→ Tarefas a realizar
• 1. Indique, pela ordem em que surgem no texto sobre o paracetamol, todos os nomes de países e de pessoas nele mencionados, sem repetições.
• 2. Devolva, sem alterações, o excerto do texto sobre o paracetamol que começa em "Poderá o paracetamol" e termina em "de 140 medicamentos).".

→ Texto fornecido
——————————
Poderá o paracetamol fazer-nos mais mal do que bem? Novos efeitos secundários revelados preocupam a comunidade médica internacional e em França, por exemplo, passa a haver restrições à sua venda
VISÃO Saúde 15.01.2020 às 15h03
É o medicamento mais vendido em Portugal e, ao longo dos anos, consolidou-se a ideia de que seria quase inócuo. Afinal, até as grávidas e os bebés podiam tomar. Mas, como já ensinava Hipócrates, a dose faz o veneno – e a dose “aceitável” de paracetamol pode ser, afinal, muito mais baixa do que a fixada anteriormente.
Além disso, a toma frequente ou prolongada deste medicamento tem revelado efeitos secundários preocupantes e a inclusão do paracetamol em várias fórmulas, como os antigripais, só tem dificultado o controlo dos utentes (em Portugal, está presente em cerca de 140 medicamentos).
——————————
→ Dados fornecidos
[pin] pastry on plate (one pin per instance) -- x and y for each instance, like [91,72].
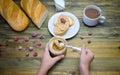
——————————
→ Resultados das tarefas
• 1. França, Portugal, Hipócrates

• 2.
Poderá o paracetamol fazer-nos mais mal do que bem? Novos efeitos secundários revelados preocupam a comunidade médica internacional e em França, por exemplo, passa a haver restrições à sua venda
VISÃO Saúde 15.01.2020 às 15h03
É o medicamento mais vendido em Portugal e, ao longo dos anos, consolidou-se a ideia de que seria quase inócuo. Afinal, até as grávidas e os bebés podiam tomar. Mas, como já ensinava Hipócrates, a dose faz o veneno – e a dose “aceitável” de paracetamol pode ser, afinal, muito mais baixa do que a fixada anteriormente.
Além disso, a toma frequente ou prolongada deste medicamento tem revelado efeitos secundários preocupantes e a inclusão do paracetamol em várias fórmulas, como os antigripais, só tem dificultado o controlo dos utentes (em Portugal, está presente em cerca de 140 medicamentos).